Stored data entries
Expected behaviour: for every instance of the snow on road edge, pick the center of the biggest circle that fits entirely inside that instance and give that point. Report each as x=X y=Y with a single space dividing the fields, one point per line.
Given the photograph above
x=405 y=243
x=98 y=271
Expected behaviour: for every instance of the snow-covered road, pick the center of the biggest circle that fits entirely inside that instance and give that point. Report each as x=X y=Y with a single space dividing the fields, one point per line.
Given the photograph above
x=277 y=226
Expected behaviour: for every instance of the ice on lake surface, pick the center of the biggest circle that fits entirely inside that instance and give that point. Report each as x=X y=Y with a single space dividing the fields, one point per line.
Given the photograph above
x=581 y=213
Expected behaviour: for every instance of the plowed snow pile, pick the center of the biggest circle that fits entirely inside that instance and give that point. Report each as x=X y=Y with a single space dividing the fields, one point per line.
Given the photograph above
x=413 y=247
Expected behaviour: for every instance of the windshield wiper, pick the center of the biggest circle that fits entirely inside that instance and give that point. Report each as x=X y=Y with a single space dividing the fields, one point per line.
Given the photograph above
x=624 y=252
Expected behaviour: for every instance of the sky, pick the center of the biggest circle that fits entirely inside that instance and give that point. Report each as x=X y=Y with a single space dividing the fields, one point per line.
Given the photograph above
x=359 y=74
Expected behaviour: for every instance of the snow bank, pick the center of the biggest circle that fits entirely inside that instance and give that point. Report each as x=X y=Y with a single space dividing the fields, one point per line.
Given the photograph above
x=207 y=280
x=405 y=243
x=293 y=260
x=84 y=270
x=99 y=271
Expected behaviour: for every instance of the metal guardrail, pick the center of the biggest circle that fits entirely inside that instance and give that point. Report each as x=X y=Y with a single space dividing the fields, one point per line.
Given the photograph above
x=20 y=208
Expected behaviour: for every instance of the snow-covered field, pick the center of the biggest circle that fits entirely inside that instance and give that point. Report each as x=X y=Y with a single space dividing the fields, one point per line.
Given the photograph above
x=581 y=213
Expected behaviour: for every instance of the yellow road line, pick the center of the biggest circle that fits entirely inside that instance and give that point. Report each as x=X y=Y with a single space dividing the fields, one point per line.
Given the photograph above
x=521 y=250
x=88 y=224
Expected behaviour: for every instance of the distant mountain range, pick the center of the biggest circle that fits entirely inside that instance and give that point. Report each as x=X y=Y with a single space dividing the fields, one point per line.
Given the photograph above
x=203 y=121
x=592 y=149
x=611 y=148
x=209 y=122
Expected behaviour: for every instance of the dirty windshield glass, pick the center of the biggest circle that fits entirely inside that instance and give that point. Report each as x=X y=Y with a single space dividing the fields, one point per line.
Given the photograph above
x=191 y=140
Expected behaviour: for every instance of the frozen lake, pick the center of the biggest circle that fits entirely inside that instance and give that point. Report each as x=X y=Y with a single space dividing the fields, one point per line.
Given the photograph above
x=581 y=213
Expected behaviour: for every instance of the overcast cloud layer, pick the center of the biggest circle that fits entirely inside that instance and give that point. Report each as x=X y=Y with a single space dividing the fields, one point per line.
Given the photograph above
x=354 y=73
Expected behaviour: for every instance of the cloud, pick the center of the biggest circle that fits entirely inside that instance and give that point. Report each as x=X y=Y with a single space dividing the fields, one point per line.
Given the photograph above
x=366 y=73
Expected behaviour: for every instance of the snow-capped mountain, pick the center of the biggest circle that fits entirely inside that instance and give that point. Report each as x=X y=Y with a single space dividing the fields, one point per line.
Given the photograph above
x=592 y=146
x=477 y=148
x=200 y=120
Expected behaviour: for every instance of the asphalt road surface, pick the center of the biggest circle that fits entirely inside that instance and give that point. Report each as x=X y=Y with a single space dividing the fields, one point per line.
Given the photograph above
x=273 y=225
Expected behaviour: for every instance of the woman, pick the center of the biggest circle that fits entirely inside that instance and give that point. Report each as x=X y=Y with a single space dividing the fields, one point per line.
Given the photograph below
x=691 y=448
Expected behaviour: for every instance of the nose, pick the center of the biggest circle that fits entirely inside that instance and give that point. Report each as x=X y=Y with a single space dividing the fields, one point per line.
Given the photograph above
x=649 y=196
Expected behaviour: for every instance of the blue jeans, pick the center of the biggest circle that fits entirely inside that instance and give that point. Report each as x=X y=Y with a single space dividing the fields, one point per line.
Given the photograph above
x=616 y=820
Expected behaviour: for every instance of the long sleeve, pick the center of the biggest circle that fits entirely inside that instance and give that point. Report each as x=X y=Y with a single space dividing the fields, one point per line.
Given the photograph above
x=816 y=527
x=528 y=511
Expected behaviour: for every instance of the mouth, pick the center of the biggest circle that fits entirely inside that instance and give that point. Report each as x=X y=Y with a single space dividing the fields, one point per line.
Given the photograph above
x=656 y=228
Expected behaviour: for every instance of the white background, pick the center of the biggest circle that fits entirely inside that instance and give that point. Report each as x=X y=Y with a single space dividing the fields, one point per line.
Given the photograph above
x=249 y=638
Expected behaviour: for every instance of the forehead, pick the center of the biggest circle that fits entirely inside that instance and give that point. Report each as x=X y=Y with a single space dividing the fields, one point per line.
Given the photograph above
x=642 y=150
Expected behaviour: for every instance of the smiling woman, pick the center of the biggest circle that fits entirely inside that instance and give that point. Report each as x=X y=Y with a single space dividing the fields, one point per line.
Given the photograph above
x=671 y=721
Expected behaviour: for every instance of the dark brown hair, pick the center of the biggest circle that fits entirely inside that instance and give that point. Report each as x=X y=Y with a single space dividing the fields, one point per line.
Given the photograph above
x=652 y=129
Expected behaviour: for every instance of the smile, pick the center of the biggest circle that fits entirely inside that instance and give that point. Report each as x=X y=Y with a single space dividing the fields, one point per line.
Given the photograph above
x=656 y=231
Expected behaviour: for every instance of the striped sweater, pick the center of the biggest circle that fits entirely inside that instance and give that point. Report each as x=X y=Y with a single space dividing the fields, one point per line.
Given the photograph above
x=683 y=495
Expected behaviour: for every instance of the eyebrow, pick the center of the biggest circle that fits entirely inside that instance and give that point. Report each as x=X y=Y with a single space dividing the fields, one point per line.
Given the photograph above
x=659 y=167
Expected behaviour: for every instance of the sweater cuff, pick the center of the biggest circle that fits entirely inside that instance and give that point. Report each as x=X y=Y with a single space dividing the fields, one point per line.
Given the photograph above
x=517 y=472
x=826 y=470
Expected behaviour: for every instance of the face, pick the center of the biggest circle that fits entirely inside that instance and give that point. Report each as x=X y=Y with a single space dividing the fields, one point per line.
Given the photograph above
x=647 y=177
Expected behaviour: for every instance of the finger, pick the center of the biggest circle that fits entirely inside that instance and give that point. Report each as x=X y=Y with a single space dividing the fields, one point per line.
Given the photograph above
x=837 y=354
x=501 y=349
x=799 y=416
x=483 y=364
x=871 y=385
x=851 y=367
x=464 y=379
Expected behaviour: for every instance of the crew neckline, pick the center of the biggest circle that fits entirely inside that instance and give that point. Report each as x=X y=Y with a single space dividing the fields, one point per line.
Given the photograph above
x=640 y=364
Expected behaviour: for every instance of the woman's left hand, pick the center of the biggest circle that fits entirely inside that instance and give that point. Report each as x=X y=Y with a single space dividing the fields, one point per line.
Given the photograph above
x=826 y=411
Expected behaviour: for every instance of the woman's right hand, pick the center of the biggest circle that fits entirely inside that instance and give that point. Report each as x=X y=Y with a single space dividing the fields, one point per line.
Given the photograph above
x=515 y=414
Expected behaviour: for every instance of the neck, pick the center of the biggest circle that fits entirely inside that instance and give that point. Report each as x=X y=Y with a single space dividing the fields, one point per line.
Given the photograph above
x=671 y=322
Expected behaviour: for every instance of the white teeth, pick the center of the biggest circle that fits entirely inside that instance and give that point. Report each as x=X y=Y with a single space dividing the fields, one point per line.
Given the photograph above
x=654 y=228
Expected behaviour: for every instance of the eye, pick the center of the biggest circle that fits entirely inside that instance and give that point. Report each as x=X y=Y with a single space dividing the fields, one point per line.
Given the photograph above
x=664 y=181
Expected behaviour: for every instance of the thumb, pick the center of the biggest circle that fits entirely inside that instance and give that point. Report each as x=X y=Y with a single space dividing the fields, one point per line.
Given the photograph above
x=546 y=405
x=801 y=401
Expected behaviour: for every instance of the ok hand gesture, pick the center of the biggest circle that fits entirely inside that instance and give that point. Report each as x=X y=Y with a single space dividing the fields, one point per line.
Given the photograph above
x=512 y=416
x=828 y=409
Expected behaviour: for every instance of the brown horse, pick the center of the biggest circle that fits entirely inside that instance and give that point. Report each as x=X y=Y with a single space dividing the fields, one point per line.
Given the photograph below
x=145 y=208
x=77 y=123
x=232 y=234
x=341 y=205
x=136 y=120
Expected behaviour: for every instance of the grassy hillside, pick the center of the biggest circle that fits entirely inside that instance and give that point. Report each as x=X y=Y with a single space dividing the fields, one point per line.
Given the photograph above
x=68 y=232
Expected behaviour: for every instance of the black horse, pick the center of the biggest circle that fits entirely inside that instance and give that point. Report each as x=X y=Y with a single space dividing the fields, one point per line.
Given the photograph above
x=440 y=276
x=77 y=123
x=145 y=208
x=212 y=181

→ **THE TASK**
Wherever the string "woman" appears in the records, copy the whole line.

→ **ANSWER FOR THIS EXERCISE**
Expected behaviour: for every instance of the woman, pick the center of the biggest circle that fits entirely inside that instance and give that point. Report each as x=X y=Y with a single space dividing the fields, one point per line.
Expected behaviour: for every instance of the smiling woman, pick the center of the biggest circle that fits entirely inside that instance and give that point. Report each as x=X y=Y with a single space dividing the fields, one point per line.
Expected behaviour: for every instance of the woman's left hand, pick the center of the biggest circle that fits entirely inside that instance and give that point. Report each as x=X y=Y with a single space dividing the fields, one point per line.
Expected behaviour: for every instance of the woman's right hand, pick the center of the biggest circle that fits entirely inside that instance and give that point. Report each as x=X y=Y with a single space dividing the fields, one point per line.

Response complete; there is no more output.